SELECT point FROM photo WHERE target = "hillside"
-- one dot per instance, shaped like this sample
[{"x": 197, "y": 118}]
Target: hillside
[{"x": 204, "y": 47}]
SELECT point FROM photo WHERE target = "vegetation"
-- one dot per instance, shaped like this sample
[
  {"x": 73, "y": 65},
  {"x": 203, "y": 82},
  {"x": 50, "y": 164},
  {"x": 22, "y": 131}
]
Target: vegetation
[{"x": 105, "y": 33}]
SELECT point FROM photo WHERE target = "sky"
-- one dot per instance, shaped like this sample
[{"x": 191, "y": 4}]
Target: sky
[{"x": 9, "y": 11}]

★ ★ ★ ★ ★

Direction: Gather every line of the rows above that contains the word "vegetation".

Answer:
SELECT point FROM photo WHERE target = "vegetation"
Target: vegetation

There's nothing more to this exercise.